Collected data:
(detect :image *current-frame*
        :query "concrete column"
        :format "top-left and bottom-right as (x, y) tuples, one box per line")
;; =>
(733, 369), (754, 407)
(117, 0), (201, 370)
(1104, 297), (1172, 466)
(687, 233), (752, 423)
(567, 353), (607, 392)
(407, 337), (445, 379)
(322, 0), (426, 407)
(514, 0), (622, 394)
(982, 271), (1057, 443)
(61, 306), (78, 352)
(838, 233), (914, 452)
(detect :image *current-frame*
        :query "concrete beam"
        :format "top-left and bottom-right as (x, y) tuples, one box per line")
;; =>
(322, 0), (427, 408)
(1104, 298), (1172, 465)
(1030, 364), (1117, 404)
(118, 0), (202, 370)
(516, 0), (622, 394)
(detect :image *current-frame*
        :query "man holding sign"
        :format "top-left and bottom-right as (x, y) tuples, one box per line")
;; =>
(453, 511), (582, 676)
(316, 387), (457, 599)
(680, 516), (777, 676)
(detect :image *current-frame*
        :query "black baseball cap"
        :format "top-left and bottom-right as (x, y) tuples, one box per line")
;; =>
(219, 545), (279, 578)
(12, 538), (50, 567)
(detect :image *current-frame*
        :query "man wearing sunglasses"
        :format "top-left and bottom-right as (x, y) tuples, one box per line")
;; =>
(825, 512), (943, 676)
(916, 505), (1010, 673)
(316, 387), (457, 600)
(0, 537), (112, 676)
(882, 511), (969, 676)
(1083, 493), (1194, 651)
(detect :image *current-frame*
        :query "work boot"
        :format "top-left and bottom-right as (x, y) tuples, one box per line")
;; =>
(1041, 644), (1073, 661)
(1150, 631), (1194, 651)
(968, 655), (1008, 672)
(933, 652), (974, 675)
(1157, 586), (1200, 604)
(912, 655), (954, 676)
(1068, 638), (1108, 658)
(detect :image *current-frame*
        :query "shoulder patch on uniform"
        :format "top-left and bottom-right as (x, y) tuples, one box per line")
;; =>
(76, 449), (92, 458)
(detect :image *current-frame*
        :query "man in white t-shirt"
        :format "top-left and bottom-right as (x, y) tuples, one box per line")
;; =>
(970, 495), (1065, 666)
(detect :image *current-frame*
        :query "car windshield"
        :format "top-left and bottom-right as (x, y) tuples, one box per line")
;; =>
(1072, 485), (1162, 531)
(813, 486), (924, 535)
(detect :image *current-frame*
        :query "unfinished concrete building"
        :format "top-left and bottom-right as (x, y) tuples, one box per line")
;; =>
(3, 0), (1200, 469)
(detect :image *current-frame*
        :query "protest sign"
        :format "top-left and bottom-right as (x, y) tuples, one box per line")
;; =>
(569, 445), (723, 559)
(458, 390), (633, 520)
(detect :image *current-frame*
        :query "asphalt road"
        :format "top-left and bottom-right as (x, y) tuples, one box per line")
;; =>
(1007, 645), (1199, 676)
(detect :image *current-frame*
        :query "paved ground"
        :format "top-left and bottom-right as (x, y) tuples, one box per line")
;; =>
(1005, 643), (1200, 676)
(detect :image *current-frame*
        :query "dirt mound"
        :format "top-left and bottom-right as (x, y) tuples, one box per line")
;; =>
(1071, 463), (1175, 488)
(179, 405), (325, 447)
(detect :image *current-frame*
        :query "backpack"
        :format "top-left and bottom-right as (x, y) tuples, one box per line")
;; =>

PROBLEM STATEMENT:
The answer must be every line from the records above that contains the word "sign", copied out.

TASK RESULT:
        :query "man holding sign"
        :query "protest sign"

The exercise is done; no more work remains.